What to work on
Rewrite the section of the items that starts at the line containing "The service MUST place one dot on the brown" and ends at the line containing "x=329, y=561", both included, as a Markdown table. Use a column named Row for the row number and a column named Line for the line itself, and skip any blank lines.

Raw records
┌──
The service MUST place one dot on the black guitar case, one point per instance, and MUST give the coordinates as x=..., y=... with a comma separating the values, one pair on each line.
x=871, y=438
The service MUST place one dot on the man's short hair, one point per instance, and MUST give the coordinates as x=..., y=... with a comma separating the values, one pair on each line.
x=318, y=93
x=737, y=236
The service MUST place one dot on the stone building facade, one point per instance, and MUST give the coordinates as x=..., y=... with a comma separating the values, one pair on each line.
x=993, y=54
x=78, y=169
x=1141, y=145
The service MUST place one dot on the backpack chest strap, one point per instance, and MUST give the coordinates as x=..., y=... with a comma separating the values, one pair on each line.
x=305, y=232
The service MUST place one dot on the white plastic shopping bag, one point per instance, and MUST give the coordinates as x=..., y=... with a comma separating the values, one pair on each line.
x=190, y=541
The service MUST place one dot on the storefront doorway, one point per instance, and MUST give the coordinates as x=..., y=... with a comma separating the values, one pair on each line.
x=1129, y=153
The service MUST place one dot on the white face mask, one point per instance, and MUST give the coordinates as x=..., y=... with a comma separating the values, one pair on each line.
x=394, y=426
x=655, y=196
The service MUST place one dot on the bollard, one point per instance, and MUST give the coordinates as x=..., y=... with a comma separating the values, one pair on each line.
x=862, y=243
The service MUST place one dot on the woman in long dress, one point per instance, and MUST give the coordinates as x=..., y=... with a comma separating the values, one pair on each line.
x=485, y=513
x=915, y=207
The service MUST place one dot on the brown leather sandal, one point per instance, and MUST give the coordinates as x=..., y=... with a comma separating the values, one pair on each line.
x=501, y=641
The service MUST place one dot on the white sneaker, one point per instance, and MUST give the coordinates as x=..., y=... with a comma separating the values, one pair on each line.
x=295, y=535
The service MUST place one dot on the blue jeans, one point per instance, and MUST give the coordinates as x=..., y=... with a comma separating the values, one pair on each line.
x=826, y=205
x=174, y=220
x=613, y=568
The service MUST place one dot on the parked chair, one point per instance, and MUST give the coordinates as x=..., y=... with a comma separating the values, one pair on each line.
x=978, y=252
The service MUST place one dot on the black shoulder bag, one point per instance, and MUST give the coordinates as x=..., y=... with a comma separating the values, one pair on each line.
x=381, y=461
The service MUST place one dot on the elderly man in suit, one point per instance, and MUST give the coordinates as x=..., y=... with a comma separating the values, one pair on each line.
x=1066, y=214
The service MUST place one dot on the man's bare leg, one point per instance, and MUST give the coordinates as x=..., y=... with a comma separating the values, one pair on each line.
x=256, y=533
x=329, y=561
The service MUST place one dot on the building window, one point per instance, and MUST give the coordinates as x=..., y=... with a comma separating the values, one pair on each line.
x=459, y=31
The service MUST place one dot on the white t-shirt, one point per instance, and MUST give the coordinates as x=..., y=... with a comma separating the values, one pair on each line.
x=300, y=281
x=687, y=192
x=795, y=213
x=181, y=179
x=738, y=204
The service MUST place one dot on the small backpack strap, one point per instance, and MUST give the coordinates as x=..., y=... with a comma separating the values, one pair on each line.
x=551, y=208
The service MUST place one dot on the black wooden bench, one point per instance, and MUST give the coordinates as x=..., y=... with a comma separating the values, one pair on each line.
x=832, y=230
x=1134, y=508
└──
Answer to this problem
| Row | Line |
|---|---|
| 1 | The service MUST place one dot on the brown leather sandal, one point per instance, and MUST give the coordinates as x=..., y=... with a comma separating the values, one pair on each line. |
| 2 | x=501, y=641 |
| 3 | The service MUST place one dot on the white sneaker, one point per instance, and MUST give the coordinates as x=..., y=... with a comma separating the values, one pair on each line. |
| 4 | x=295, y=535 |
| 5 | The service MUST place one dot on the blue jeans, one point per instance, and MUST give the coordinates as x=..., y=... with a comma separating the values, one pair on each line. |
| 6 | x=826, y=205 |
| 7 | x=174, y=220 |
| 8 | x=613, y=568 |
| 9 | The service MUST place one dot on the parked chair, one point per instance, and MUST give the coordinates as x=..., y=... with a comma separating the values, one pair on each line. |
| 10 | x=978, y=252 |
| 11 | The service MUST place one dot on the black shoulder bag, one point per instance, and MUST give the coordinates as x=..., y=... with a comma separating the values, one pair on each line. |
| 12 | x=381, y=461 |
| 13 | The service MUST place one dot on the elderly man in suit, one point per instance, and MUST give the coordinates as x=..., y=... with a comma separating the values, one pair on each line. |
| 14 | x=1066, y=214 |
| 15 | The service MUST place one dot on the man's bare leg, one point per instance, and MUST give the coordinates as x=..., y=... with a comma separating the values, one pair on each line. |
| 16 | x=256, y=533 |
| 17 | x=329, y=561 |